• **Data extract**
————

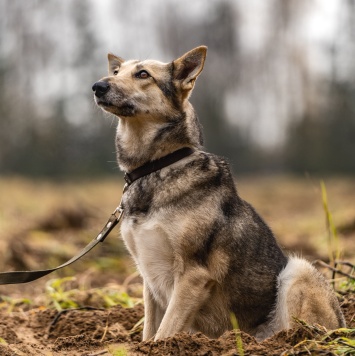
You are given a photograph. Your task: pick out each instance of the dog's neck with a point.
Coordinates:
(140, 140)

————

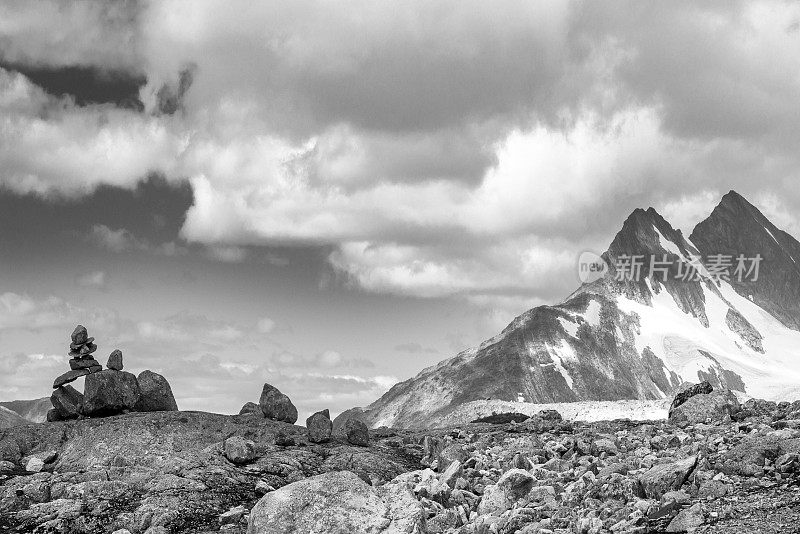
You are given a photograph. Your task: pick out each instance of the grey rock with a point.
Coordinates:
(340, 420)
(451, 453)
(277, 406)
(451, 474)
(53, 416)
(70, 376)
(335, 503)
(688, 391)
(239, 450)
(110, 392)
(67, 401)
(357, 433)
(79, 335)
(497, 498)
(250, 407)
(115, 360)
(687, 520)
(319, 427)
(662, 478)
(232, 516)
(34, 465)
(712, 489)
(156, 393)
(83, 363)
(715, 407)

————

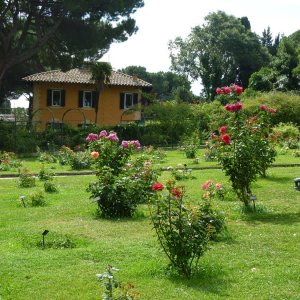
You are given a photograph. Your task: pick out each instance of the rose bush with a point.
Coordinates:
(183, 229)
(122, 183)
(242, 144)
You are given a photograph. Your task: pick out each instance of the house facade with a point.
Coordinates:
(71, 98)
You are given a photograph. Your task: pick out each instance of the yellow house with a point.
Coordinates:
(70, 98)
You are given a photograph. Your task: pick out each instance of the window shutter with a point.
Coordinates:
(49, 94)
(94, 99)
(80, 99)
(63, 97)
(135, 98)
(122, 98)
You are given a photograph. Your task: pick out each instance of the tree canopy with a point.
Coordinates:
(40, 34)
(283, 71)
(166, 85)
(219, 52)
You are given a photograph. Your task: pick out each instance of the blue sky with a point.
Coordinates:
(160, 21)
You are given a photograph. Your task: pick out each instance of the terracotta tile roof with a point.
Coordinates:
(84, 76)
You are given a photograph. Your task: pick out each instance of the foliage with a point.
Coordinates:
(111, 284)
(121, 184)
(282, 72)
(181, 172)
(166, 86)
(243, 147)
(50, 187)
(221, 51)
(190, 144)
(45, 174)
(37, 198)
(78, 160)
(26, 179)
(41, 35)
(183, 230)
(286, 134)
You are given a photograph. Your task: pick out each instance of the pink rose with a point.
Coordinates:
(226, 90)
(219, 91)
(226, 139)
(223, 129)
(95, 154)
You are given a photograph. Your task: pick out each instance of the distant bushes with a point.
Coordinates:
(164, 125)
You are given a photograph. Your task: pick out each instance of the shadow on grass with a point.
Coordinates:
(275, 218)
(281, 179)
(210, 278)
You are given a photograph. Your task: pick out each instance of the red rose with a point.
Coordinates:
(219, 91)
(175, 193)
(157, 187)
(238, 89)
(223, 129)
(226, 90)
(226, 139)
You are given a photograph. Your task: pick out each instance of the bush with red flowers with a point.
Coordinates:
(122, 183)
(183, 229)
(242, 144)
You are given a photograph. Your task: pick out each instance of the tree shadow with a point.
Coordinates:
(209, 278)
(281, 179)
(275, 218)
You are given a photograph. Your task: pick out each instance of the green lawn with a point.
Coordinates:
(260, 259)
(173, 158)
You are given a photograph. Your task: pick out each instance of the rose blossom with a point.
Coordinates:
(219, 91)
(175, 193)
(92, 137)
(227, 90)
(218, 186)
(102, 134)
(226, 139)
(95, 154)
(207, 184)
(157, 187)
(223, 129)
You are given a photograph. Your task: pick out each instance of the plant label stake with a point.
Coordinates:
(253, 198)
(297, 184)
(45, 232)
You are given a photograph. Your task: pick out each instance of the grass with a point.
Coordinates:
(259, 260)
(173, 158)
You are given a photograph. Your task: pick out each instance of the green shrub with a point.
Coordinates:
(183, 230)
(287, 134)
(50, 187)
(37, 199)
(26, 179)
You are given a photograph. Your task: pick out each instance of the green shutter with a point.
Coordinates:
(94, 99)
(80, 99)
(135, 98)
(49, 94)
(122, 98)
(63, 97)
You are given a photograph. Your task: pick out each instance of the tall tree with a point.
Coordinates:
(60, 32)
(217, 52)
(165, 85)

————

• **Task to complete**
When a line in the material above contains the word "rose", copy that line out.

• **Your response**
You are given a photograph. Your task: pick out each instance of the rose bush with a point.
You are given a photograph. Your task: pick out each instance of the pink rose with a point.
You are given a photograph. Your task: pick out each instance of the red rose with a point.
You are given a photograph. Your task: pick out each instance of the rose blossom with a point.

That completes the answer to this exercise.